#### Instruction a
Write out the passage of the Mike Reynolds profile below, starting at "Charitable work is" and ending at "the tough times.".

#### Text block
-- begin --
Mike Reynolds, DAAP '69

by Amanda Hughes

He calls them "earthships."

Eco-architect Mike Reynolds is well known today for his off-the-power-grid houses made entirely from garbage -- tires, cans and plastic bottles packed with dirt. But the self-described "biotect" admits that along the way toward developing a sustainable home fashioned from landfill-destined materials, it was actually his career that nearly landed in the trash heap.

The first time Reynolds decided to ditch his profession was in the late '60s during a prestigious co-op position at a London architecture firm, where he found the work to be "super boring." "There was nothing inspirational about it," he says. "So after two weeks, I quit, bought a motorcycle, put my life on my back and headed for Africa."

Reynolds earned his way back into school by journaling across Europe, but by the time he graduated, he had become disillusioned withMikeReynolds1.tif his career path again. This time with what he believed to be an intense focus on turning profit over passion.

Choosing his own route once more, he headed to New Mexico to race motocross. It was there, in the early '70s, that he had a vision.

A newscast about the potential pollution problems from discarded beer and soda cans caught his attention. Other media reports of the long-term environmental effects of clear-cutting timber for building homes and a resulting lumber shortage also got him thinking. Soon, he connected the two issues and devised a solution: He would build a beer-can house.

"I was fresh out of architectural school and trying to figure out a way to build without wood," Reynolds says. "Those programs led me to try using the cans that were being thrown away."

He would spend the next 30-plus years improving his sustainable housing model. Today, the buildings provide thermal heat, cooling, water and electricity for residents, and even allow them to grow some of their own food. All energy is generated by the sun and wind, and sewage is treated on site and reused to grow plants. Total utility cost a year: less than $100.

"I see this as making a path to a different method of living that vastly reduces the stress on people and the planet," Reynolds says.

The radical method has received both praise and criticism through the years, depending on political, economic and social climates. In the '90s, Reynolds had to temporarily relinquish his architecture license amidst pressure from the State Architects Board of New Mexico due to the experimental nature of his homes.

"The whole thing was so unorthodox. Now it's being accepted, and with global warming, everyone is embracing it. But when I first started building, it was just too radical. "Now I'm getting praise for the work I was getting crucified for. I was just doing it too early, I guess."

Though the best examples of Reynolds' "biotecture" exist in three self-sustaining earthship communities in Taos, N.M., the structures can be found throughout the world, including Bolivia, France and India. Their popularity is due in part to Reynolds' other philosophy, which is to "put housing back into the hands of the people."

He created books with instructions simple enough for future owners to build their own homes. "That caught on and became a success. A lot of people have built their own earthships. I have learned that some people can't and shouldn't, but others can. It's all aimed at becoming very involved in your own home."

Also spreading earthships across continents are the humanitarian efforts by Reynolds and his team. Following the 2004 earthquake and tsunami that rocked India's Andaman Islands, the UC grad took out a loan and responded to an e-mail request he received asking for his help in providing shelter, water and sanitation for victims. His team replaced leaky, inferno-like tin shacks with a sustainable building created with plastic-bottle bricks that harvested clean water for the community. Tires packed with dirt helped make the structure more earthquake-proof.

Since then, Reynolds and his Earthship Biotecture team have taken on similar projects in Honduras after Hurricane Mitch and Mexico following Hurricane Rita. He's currently trying to obtain funding for another community project in Argentina and to build sustainable buildings for a number of school orphanages in Africa, including Sierra Leone.

"We do these projects for many reasons, but we always learn from doing them," Reynolds says. "It's good, but also … the team of us who went to the Andaman Islands, for instance, we'll never be the same after what we saw there. It just changes your whole reality."

Charitable work is just one part of Reynolds' mission to spread his alternative homes and lifestyle throughout the world. He will speak at the United Nations in June about how sustainable housing can help solve the current global economic crisis by teaching people to provide for themselves, even in the tough times.

"Take care of the people first, and let that evolve into a different kind of economy," Reynolds says. "We're talking about blazing a different trail for how to live on this planet, and yes, it goes way beyond architecture."
-- end --
#### Material supplied
-- begin --
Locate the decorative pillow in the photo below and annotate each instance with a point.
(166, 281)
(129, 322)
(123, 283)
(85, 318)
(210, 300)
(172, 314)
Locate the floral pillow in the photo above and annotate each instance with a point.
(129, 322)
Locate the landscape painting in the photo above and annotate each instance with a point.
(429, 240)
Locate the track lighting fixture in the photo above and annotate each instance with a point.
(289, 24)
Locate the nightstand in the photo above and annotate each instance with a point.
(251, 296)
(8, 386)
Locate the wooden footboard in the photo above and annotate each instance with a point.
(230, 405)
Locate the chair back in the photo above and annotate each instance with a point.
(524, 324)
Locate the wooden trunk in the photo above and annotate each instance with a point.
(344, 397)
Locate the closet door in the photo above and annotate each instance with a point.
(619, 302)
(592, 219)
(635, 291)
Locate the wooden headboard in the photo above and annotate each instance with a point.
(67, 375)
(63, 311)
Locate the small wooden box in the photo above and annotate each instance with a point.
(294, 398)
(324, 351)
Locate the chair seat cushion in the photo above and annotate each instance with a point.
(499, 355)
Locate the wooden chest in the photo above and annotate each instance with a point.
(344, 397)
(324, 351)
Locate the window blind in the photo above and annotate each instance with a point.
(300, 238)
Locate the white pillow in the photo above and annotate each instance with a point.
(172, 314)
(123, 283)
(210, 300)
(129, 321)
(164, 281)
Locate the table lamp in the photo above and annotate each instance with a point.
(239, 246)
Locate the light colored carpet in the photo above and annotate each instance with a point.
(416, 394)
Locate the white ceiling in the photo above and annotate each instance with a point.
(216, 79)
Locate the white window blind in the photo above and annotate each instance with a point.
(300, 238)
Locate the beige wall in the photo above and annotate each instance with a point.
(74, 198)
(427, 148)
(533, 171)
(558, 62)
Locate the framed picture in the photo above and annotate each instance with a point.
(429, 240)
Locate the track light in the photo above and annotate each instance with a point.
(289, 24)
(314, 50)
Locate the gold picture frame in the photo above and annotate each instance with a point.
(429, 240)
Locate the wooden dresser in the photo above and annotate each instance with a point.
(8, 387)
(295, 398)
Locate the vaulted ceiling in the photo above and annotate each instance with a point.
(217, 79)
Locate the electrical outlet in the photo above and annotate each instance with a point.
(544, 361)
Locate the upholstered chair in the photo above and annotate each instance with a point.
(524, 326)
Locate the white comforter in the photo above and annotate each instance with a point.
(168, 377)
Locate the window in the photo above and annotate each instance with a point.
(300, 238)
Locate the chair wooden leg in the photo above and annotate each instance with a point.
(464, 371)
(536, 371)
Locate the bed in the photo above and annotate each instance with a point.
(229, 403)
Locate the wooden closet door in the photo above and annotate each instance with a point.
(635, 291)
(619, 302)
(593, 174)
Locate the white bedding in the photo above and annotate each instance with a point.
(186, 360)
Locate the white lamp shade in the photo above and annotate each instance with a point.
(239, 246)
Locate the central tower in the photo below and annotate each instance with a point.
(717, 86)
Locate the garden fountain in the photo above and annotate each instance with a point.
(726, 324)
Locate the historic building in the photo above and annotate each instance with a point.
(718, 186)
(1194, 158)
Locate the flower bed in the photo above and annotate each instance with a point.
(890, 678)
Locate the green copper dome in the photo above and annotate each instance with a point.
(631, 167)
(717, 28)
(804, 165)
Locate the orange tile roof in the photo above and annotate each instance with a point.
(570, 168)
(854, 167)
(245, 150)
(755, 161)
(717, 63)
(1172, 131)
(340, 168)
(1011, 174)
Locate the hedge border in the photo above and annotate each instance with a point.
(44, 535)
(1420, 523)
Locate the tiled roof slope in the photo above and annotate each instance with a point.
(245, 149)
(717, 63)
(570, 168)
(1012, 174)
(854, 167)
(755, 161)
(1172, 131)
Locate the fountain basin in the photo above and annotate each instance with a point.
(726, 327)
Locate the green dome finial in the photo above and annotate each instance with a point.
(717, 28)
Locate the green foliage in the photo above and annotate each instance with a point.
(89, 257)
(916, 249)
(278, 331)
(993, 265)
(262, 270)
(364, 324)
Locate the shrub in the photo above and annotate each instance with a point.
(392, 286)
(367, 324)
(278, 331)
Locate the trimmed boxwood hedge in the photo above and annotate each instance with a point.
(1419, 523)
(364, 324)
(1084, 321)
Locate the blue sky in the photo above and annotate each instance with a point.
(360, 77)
-- end --
-- begin --
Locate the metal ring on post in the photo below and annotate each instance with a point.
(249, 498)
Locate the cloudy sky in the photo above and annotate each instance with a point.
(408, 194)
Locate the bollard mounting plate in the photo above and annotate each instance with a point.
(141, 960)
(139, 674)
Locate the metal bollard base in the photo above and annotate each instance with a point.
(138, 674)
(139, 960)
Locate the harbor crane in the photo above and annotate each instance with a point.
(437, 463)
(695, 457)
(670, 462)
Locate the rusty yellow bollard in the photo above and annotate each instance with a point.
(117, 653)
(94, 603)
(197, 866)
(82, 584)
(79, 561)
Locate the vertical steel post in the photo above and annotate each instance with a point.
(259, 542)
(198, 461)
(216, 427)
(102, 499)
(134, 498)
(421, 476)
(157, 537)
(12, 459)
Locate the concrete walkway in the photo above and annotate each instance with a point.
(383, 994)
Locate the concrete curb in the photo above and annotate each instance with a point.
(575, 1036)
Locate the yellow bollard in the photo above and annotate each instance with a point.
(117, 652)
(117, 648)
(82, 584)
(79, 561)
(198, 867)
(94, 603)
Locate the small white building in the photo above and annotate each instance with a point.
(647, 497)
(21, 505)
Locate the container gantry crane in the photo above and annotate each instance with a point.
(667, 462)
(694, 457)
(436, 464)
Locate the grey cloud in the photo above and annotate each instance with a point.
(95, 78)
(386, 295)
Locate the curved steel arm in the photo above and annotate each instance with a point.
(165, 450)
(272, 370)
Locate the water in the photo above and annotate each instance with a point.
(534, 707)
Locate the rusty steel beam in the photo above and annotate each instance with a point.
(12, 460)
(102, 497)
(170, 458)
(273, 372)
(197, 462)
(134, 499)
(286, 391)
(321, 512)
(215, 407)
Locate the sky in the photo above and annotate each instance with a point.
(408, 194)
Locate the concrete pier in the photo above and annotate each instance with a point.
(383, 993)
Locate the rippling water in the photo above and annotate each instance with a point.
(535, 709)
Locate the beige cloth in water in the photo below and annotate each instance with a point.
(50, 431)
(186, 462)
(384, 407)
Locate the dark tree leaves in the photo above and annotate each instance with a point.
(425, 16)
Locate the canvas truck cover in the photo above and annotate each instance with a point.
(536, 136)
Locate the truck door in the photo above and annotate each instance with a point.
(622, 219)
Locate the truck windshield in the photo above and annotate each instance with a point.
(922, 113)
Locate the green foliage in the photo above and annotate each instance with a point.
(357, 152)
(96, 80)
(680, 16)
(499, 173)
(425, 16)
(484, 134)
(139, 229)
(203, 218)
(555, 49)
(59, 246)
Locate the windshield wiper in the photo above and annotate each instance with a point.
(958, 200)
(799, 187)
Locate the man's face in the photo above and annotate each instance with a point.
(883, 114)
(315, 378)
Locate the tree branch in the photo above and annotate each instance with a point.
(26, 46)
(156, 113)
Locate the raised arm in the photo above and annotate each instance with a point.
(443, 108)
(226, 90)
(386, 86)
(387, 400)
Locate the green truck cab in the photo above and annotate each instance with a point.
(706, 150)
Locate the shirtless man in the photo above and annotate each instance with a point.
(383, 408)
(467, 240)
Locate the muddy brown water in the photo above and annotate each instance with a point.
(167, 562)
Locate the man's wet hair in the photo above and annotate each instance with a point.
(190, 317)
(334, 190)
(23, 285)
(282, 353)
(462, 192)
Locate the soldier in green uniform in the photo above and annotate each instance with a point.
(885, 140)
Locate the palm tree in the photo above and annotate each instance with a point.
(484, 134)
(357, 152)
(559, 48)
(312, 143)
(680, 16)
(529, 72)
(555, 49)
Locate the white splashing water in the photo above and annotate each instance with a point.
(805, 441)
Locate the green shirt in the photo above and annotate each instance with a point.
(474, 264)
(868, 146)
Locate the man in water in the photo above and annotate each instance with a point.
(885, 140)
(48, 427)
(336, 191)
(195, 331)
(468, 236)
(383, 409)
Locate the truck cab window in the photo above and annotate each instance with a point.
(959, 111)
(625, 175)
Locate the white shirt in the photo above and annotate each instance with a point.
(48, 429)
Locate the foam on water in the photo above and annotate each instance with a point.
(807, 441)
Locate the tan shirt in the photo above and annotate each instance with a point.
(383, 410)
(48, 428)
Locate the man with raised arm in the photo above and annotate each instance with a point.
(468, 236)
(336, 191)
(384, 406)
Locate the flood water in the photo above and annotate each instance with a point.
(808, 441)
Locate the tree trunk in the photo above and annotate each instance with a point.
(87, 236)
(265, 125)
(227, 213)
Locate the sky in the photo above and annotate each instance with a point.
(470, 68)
-- end --
#### Instruction b
Pull out every line of the rows above that contains the word "crane".

#### Full solution a
Charitable work is just one part of Reynolds' mission to spread his alternative homes and lifestyle throughout the world. He will speak at the United Nations in June about how sustainable housing can help solve the current global economic crisis by teaching people to provide for themselves, even in the tough times.

#### Full solution b
Locate the harbor crane in the photo above and annotate each instance with a point.
Locate the container gantry crane in the photo above and annotate each instance with a point.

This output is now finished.